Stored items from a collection
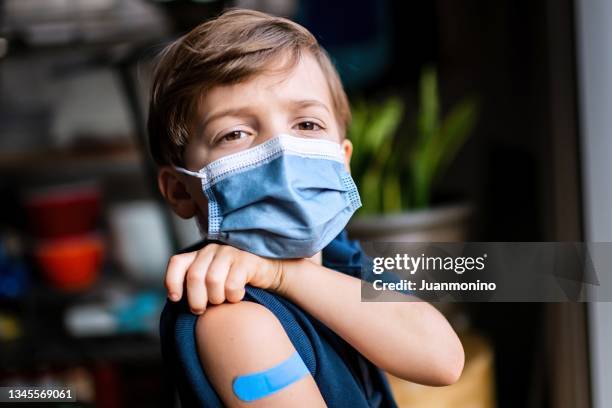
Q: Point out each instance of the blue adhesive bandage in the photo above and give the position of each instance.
(254, 386)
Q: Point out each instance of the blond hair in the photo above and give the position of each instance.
(229, 49)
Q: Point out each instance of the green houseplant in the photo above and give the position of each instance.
(397, 171)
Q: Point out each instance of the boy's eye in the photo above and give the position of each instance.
(234, 135)
(309, 125)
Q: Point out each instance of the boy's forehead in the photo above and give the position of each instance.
(305, 81)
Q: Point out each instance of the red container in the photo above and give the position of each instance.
(71, 264)
(63, 211)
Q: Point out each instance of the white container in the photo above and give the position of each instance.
(141, 243)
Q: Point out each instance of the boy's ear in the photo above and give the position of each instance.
(174, 190)
(347, 148)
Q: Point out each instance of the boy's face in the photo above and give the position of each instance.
(236, 117)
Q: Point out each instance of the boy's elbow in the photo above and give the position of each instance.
(450, 366)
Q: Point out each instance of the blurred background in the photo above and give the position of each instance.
(473, 120)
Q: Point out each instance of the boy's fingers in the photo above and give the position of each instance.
(235, 282)
(217, 275)
(175, 274)
(197, 295)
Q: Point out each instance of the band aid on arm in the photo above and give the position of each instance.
(258, 385)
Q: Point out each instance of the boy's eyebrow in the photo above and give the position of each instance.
(305, 103)
(245, 110)
(242, 111)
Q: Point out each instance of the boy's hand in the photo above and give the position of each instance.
(217, 273)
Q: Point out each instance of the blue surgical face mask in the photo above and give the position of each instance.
(286, 198)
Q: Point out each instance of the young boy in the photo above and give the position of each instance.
(254, 102)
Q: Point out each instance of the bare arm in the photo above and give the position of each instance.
(245, 338)
(411, 340)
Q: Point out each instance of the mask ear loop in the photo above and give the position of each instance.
(189, 172)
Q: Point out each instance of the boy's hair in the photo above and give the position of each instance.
(229, 49)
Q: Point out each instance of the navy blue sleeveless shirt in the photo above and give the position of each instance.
(345, 378)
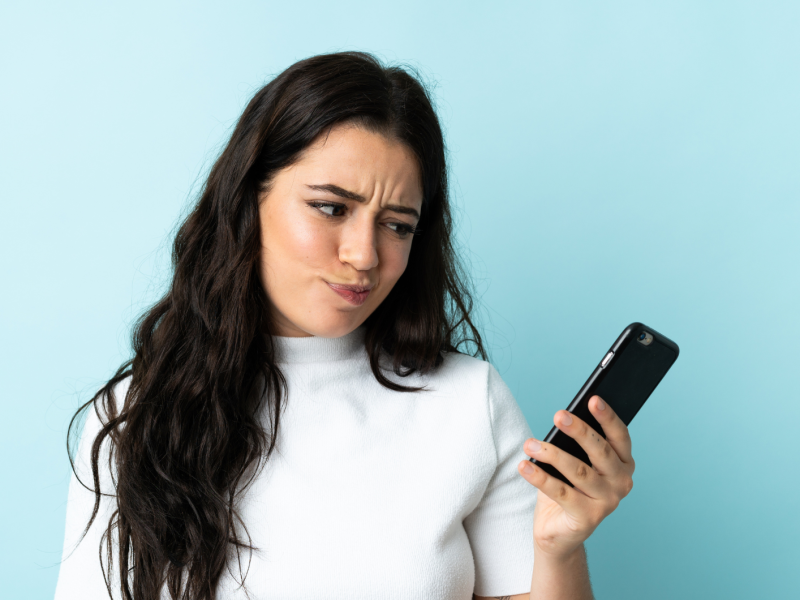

** TASK TO CARRY OUT **
Rewrite all of the material with "container" changed to "bottle" everywhere it occurs, keeping everything else the same. Leave the pictures out.

** EXERCISE RESPONSE **
Q: Point out each instance of the blue adhesive bandage in the photo above and give the position of each instance.
(254, 386)
Q: Point out each instance of the blond hair in the photo above and give the position of each instance.
(229, 49)
Q: Point out each instance of the green houseplant in the photo above and give the position of each instance.
(397, 171)
Q: Point out each instance of the boy's eye in the photo above and give the position of each instance.
(234, 135)
(309, 125)
Q: Point out each instance of the boy's forehead in the photo above and give the position of each instance.
(305, 81)
Q: Point out each instance of the red bottle in the photo above and give the position of each instance.
(71, 264)
(63, 211)
Q: Point out each instance of the white bottle in the photo above and give the position of each instance.
(141, 243)
Q: Point out each instance of the boy's ear in the photo above and give the position of each instance.
(174, 190)
(347, 148)
Q: Point out each instance of the boy's face in the photo above and give the position of each instance.
(236, 117)
Q: Point out each instance of the boy's elbow in the photo above and give the position of each instance.
(450, 366)
Q: Point out each instance of the blurred background in the photo above and give the position of each instance.
(473, 120)
Q: Point out each instance of the boy's fingers in the photo above and give the position of each instance.
(235, 282)
(217, 275)
(175, 274)
(197, 295)
Q: Point out each instance of the band aid on arm in the photo above and give the position of each instance.
(258, 385)
Q: Point out each instance of the boy's eyebrow in the photo above and give the position of each instance.
(305, 103)
(245, 110)
(242, 111)
Q: Point out each instance of the boy's hand in the photo above and give the position of each instance.
(217, 273)
Q: Point out each instance of the blue surgical face mask in the photo above and give the position of each instance.
(286, 198)
Q: Point out each instance of the young boy in the photo above and give the position of each instance.
(254, 102)
Q: Point out each instance of the bare arm in the photo above and give the position of each instance.
(245, 338)
(411, 340)
Q: Point out each instance of the mask ear loop in the photo above and give the position of each instance.
(189, 172)
Q: Point out each instance of the boy's hair in the photo above and give the position of each instance.
(229, 49)
Q: Point out each instance of the navy blue sleeveless shirt in the photo above and give the position of each instance.
(345, 378)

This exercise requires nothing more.